##### Extracted information

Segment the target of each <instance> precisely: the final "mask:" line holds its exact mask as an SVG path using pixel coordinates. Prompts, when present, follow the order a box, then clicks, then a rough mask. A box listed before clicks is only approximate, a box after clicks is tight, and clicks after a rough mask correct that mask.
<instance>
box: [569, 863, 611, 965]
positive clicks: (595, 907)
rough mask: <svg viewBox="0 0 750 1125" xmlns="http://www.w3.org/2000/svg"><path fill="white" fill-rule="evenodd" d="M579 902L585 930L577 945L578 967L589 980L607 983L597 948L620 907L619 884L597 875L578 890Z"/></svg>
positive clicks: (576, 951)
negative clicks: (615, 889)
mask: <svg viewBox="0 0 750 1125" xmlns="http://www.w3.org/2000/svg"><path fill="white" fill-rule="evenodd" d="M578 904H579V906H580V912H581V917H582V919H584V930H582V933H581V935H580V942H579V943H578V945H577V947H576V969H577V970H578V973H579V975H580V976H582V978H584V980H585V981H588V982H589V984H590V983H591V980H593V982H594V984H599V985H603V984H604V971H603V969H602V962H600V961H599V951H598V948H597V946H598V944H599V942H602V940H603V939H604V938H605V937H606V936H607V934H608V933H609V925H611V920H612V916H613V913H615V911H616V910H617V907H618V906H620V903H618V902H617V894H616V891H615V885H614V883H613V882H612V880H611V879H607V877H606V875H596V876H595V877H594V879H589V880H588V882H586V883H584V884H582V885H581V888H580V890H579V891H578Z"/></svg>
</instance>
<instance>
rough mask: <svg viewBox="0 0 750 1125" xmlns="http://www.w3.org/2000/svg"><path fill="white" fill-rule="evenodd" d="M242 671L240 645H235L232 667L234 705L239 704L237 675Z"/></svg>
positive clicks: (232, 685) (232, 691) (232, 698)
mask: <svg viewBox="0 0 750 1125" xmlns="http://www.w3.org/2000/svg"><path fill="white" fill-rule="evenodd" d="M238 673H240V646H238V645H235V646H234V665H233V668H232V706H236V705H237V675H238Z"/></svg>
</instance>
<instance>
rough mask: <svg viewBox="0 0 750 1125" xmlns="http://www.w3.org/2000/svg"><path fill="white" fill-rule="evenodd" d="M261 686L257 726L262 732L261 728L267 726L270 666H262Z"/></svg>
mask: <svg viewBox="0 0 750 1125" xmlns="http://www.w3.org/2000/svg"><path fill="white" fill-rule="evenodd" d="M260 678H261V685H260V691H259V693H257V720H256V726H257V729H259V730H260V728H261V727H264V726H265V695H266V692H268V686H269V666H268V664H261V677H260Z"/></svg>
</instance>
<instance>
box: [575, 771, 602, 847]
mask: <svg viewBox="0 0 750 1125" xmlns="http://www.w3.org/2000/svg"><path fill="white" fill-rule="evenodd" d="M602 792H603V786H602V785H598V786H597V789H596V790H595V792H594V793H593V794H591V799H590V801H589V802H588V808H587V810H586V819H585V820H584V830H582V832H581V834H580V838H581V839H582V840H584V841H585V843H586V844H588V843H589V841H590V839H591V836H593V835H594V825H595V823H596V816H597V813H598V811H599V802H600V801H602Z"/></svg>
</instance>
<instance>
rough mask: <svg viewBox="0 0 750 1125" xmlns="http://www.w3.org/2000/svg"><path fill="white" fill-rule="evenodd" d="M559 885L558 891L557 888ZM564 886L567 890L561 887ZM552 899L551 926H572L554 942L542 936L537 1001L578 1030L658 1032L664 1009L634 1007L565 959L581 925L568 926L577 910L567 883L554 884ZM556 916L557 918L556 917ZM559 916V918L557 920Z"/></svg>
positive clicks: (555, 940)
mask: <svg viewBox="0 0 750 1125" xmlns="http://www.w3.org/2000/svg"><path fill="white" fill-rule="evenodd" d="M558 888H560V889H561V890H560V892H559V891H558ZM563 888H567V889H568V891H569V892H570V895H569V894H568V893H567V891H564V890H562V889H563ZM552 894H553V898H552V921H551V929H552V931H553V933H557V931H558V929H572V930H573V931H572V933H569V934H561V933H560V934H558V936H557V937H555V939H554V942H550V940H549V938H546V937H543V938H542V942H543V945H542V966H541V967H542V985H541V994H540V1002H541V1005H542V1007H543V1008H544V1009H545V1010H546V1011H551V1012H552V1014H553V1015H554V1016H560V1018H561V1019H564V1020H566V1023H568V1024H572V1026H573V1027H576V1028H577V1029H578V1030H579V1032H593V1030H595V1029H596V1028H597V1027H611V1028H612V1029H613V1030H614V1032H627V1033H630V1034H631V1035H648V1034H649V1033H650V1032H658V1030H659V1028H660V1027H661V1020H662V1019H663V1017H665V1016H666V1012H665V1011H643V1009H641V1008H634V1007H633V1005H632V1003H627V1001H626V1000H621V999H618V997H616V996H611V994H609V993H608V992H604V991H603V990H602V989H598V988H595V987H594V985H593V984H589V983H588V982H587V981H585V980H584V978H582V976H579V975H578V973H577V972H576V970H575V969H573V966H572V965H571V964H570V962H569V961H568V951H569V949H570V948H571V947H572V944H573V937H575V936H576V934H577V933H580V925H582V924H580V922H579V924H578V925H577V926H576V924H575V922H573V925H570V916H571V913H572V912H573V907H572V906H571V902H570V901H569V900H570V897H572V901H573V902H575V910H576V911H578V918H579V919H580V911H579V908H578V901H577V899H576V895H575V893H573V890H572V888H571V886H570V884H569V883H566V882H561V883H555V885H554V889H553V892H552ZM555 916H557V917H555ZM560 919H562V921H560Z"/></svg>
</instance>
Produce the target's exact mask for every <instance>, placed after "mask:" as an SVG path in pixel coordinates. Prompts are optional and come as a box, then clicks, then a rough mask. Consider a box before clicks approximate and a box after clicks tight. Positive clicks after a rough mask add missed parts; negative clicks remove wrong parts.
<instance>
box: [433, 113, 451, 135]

##########

What this task involves:
Tally the lines of the records above that contain the string "negative", treating uppercase and lowercase as different. Reply with the number only.

Exercise output:
2